Write out each line of the material again, word for word.

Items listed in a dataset
####

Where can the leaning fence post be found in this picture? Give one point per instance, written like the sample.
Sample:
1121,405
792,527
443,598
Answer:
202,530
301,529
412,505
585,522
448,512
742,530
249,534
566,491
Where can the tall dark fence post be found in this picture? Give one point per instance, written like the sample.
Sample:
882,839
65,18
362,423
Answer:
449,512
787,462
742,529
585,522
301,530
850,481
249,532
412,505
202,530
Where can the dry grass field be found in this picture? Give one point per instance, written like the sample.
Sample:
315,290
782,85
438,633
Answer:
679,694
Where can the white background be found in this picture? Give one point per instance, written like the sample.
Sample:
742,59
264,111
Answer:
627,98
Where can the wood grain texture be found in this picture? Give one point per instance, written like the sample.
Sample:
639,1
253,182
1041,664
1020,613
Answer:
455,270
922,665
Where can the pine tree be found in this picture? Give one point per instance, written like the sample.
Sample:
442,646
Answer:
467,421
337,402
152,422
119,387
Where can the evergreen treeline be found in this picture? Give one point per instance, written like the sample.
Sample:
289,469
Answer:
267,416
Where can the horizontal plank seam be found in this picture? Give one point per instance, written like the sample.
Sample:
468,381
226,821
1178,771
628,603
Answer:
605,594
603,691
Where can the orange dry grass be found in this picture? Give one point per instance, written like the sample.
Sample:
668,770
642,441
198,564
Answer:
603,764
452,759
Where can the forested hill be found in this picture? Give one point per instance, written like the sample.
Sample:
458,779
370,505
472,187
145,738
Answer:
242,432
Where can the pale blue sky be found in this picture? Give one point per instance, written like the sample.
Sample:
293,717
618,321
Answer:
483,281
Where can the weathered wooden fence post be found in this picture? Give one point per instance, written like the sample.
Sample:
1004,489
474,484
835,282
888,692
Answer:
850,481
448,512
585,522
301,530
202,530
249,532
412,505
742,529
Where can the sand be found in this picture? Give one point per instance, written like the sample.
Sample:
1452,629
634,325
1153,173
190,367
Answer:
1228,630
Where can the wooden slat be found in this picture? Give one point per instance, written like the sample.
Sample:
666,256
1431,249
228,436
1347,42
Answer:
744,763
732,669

####

**THE RESPONSE**.
Where can the leaning fence post be found in this picture? Give one point per instance, written like the sample.
Sample:
1121,405
792,527
443,598
Answer:
202,530
301,529
412,505
585,522
448,512
742,530
249,534
566,491
Where can the tall dark fence post be found in this picture? Give one point per instance, written like the sample.
Sample:
882,839
65,18
362,423
Answer:
449,512
787,462
742,529
585,522
301,530
850,481
249,532
412,505
202,530
Where can the dry grass field be found in this picture? Give one point per instance, written like the sample.
Sample:
315,290
782,85
438,633
Answer:
679,694
Where can the white background be found in this picture? Give one point per instance, written like the sample.
Sample:
742,59
264,111
Answer:
627,98
Where can the wood grain texture be found in this picture? Give one point per instance, written like the sample.
Sample:
639,1
253,182
1041,664
1020,613
Answer:
455,270
922,665
Where can the pine tree be found in this picture? Give one point per instance, written like the sample.
Sample:
442,646
Answer:
467,421
337,402
152,422
119,387
Where can the evergreen treeline be found in this picture? Give one point per instance, written like the sample.
Sample:
289,469
Answer:
267,416
Where can the horizontal plank seam be found in this picture? Give one point per instance, written like the sample.
Sample:
468,381
226,821
1178,771
628,603
Answer:
605,594
603,691
Where can the orange dry grass be found in this picture? Give one point per instance, written like the sample.
Sample:
668,770
642,441
198,564
Answer:
603,764
452,759
Where can the forested hill be found in this picture? Give one point per instance, written like the sample.
Sample:
458,779
370,505
472,187
145,738
Answer:
242,432
Where can the pale blue sky be found in this picture? Give one point per instance, written like the sample.
Sample:
293,717
618,321
Answer:
483,281
Where can the weathered wooden fence post be found in this picture? Give one point per instance, written like the sample.
Sample:
1004,489
474,484
835,282
888,692
Answer:
850,481
448,512
585,522
301,530
202,530
249,532
412,505
742,529
Where can the sand be found in this picture? Give one point per instance, written like the sample.
Sample:
1452,629
634,325
1153,173
190,367
Answer:
1228,630
Where can the wooden slat be found in this picture? Give one point per instance, written like the sample.
Sample:
666,256
1431,249
228,436
1347,42
Answer:
744,763
732,669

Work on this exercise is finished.